▸ Excerpts from a pointing dataset:
▽

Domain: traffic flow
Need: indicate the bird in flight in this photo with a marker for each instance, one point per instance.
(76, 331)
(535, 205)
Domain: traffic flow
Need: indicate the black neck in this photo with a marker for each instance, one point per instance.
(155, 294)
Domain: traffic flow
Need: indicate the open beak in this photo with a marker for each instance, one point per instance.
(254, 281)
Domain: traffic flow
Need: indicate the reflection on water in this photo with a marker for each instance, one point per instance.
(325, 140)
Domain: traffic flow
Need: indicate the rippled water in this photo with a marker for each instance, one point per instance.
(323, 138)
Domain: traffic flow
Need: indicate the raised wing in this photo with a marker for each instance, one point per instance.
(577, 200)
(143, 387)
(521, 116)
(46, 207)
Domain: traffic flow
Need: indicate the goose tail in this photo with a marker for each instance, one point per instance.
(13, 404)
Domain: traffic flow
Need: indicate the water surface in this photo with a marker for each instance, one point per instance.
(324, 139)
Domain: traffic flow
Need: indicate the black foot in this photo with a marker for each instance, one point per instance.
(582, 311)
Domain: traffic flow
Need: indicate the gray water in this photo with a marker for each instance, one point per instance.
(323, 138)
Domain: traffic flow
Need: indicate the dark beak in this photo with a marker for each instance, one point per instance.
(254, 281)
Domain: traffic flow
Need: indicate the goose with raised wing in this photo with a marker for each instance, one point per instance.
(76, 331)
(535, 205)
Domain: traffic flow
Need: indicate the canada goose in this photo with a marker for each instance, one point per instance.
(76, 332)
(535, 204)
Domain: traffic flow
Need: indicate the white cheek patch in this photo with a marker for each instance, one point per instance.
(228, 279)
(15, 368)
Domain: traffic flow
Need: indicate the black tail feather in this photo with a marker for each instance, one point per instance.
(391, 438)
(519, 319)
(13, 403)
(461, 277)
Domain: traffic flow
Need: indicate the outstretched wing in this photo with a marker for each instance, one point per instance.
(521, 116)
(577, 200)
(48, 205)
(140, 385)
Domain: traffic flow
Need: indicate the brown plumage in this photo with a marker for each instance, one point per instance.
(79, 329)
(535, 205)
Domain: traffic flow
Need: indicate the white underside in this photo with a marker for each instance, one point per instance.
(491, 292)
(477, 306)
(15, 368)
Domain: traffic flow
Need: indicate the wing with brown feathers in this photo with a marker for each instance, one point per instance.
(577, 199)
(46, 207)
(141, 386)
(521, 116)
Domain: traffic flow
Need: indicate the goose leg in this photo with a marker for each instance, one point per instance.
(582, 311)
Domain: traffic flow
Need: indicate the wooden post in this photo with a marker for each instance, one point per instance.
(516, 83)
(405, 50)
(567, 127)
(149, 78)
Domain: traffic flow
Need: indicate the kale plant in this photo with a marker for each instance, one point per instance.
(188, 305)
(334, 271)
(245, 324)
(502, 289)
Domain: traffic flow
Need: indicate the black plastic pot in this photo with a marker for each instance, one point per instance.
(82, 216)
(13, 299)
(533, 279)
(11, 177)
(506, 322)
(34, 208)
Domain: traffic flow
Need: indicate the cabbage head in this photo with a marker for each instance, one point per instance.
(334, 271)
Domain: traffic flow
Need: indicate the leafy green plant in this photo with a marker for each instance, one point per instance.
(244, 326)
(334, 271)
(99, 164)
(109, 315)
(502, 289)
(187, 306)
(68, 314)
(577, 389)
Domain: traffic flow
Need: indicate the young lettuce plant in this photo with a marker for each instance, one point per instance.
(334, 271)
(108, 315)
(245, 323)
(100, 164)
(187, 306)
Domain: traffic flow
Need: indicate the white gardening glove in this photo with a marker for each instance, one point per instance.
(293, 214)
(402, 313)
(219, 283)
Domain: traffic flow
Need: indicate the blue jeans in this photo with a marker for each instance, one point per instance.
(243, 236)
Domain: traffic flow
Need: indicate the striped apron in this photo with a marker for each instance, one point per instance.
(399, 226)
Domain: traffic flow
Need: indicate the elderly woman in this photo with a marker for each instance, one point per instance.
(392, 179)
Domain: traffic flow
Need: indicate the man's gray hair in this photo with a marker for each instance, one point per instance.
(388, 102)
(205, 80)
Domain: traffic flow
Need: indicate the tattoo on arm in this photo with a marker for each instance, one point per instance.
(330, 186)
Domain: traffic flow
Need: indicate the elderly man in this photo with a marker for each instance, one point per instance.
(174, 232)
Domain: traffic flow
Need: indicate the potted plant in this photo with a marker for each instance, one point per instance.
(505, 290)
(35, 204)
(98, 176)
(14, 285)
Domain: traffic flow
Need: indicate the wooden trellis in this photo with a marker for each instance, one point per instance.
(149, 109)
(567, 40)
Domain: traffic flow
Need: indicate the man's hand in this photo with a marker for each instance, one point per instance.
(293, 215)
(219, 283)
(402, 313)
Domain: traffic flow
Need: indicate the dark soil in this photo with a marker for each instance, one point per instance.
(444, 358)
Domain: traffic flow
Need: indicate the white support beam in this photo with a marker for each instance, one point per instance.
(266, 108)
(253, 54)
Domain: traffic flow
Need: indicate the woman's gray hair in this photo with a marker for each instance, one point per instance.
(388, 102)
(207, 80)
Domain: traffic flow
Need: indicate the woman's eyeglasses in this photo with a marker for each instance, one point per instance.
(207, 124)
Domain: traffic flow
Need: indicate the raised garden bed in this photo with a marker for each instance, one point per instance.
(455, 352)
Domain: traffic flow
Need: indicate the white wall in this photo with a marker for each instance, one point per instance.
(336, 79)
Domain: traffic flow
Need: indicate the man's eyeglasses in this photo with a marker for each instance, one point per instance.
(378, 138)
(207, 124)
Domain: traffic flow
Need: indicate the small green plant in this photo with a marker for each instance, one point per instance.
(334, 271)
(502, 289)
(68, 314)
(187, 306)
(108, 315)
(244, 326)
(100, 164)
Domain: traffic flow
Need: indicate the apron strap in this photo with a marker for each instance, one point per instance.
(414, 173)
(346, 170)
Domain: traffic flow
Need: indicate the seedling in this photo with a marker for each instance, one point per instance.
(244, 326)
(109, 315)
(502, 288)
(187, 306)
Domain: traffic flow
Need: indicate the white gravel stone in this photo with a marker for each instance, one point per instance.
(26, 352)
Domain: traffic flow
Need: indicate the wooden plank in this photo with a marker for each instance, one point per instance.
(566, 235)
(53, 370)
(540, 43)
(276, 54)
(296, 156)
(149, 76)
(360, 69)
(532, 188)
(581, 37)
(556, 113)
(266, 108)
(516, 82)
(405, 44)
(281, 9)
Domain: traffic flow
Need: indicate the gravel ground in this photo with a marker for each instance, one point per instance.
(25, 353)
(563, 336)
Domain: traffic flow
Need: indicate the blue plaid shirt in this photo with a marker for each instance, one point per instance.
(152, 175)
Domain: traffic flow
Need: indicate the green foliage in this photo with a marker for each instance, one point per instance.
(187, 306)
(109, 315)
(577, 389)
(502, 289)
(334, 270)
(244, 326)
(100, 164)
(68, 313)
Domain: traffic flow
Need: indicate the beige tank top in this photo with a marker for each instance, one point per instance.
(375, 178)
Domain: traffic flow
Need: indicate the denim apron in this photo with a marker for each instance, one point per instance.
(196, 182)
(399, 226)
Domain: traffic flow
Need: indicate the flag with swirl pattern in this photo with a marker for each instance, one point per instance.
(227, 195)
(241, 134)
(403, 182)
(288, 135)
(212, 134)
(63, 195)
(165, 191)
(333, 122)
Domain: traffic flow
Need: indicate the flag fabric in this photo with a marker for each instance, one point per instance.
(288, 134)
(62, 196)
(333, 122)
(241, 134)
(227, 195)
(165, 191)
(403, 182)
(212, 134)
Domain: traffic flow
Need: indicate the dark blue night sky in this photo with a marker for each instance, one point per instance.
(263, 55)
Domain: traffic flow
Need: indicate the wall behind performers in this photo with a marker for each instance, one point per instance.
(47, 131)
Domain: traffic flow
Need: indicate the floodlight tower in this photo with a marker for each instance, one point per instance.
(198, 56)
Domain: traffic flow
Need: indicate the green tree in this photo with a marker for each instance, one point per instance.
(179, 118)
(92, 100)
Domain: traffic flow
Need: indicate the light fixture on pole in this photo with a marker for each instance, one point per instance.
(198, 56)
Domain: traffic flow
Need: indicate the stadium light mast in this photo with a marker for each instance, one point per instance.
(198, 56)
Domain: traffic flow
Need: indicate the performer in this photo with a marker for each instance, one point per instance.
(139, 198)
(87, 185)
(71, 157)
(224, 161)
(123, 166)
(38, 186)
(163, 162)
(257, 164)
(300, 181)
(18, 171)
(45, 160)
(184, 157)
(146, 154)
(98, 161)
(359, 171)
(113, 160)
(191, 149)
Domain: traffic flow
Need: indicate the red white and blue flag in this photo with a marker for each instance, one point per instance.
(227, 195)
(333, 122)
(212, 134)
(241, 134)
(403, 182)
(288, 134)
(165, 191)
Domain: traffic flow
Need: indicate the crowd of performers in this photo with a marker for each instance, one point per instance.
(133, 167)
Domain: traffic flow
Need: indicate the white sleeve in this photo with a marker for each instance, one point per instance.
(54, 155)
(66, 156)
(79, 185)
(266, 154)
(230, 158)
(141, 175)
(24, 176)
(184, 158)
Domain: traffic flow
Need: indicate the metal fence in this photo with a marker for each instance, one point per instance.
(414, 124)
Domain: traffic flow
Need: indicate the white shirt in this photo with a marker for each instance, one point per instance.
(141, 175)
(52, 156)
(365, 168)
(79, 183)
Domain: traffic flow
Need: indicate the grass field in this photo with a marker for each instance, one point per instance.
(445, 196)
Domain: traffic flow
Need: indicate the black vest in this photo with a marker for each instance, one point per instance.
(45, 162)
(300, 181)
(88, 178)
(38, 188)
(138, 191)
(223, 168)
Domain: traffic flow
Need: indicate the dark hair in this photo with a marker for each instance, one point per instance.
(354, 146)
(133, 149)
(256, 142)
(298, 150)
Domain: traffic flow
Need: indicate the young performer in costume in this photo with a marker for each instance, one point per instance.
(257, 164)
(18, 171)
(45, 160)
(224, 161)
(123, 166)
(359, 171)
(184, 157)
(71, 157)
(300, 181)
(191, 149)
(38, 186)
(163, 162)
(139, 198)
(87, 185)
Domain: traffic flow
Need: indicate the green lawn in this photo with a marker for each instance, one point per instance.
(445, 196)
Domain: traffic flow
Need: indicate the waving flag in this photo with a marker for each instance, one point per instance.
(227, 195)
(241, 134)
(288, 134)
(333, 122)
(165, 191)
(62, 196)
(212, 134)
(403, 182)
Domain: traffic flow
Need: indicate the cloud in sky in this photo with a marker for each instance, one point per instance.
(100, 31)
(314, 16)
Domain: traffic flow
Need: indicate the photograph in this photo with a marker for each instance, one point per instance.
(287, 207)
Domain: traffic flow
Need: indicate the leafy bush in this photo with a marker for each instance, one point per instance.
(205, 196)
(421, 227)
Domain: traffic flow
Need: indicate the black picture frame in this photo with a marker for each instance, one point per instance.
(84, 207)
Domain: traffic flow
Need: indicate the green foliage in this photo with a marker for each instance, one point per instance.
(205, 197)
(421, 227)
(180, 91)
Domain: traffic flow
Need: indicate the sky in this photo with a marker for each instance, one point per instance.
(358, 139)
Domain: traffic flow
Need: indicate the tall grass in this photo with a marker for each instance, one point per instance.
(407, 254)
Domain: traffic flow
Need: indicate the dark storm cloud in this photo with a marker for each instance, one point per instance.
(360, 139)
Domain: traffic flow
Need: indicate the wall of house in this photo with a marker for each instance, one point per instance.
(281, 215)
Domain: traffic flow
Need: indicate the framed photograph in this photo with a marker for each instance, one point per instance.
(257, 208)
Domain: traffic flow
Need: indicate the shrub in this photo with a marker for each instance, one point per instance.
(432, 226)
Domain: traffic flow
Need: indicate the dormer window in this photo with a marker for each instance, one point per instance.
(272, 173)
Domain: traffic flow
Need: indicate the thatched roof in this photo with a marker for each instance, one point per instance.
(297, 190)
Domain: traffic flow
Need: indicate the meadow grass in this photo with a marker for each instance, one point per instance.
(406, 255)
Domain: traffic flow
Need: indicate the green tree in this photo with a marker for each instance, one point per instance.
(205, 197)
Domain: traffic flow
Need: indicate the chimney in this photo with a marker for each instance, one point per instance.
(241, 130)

△

▸ TASK DESCRIPTION: Please report how many lines of the entries above contain the word "blue", counting a line only when the case matches. Give the number alone.

▸ TASK RESPONSE: 4